* Отрывок текста *
------------------------

Во втором часу пополудни, заметив, что несколько лодочек отделяется от ближайших к Пересыпи пароходов, и что они направляются к берегу, я поехал с капитаном Глинкой (не могу припомнить, у кого он был адъютантом) на Пересыпь и застал там следующее: два батальона Томского и Колыванского полков стояли в сомкнутых батальонных колоннах под выстрелами маленькой неприятельской флотилии под предлогом, что они составляют прикрытие выдвинутому вперёд к морскому берегу дивизиону лёгкой № 3 батареи 14-й артиллерийской бригады.

Неприятельские катера были вооружены небольшими орудиями и ракетными станками. Этих катеров я насчитал до восемнадцати. Наши лёгкие орудия действовали совершенно безуспешно, и видно было, как наши ядра падали в воду; картечью же не стреляли, несмотря на то, что сказано в реляции, потому что неприятель не подходил на картечный выстрел.

------------------------

* Список заданий *
1. Перечислите все части русской стороны, которые в отрывке о бое у Пересыпи названы по имени или номеру.
2. Сверьте с отрывком о бое у Пересыпи три утверждения: (а) неприятельских катеров было около восемнадцати; (б) наши орудия били по катерам картечью; (в) в тексте сказано, у кого капитан Глинка служил адъютантом. К каждому ответу «да» или «нет» приведите решающие слова текста.
3. Допишите отрывок о бое у Пересыпи, начав сразу после его последнего предложения.

* Исходные данные *
------------------------

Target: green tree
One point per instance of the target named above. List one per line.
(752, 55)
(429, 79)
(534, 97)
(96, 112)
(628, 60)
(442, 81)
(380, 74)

------------------------

* Ответы к заданиям *
1. Томский полк; Колыванский полк; лёгкая № 3 батарея; 14-я артиллерийская бригада.

2.
(а) Да: «Этих катеров я насчитал до восемнадцати».
(б) Нет: «картечью же не стреляли».
(в) Нет: «не могу припомнить, у кого он был адъютантом».

3.
Когда я приехал к этим батальонам, я застал полное безначалие: с нашей стороны уже было несколько убитых и раненых, при мне взорвало один зарядный ящик и подбило два орудия. Нелепость всего, что я тут увидел, меня взбесила, но отсутствие начальства и моя пассивная поневоле роль не позволяли мне и думать о какой-либо инициативе. Наконец я решился сказать двум штаб-офицерам, что им следует, по моему мнению, прикрыть свои батальоны за домами, и что я немедленно поеду доложить барону Сакену, что эти войска совершенно бесполезно теряют людей. Видимо было, что цель неприятеля заключалась в том, чтобы ракетами поджигать город, потому что, кроме гребцов и артиллерийской прислуги, на катерах никого не было.

Несмотря на это, в реляции было сказано, что неприятель покушался сделать высадку на Пересыпь.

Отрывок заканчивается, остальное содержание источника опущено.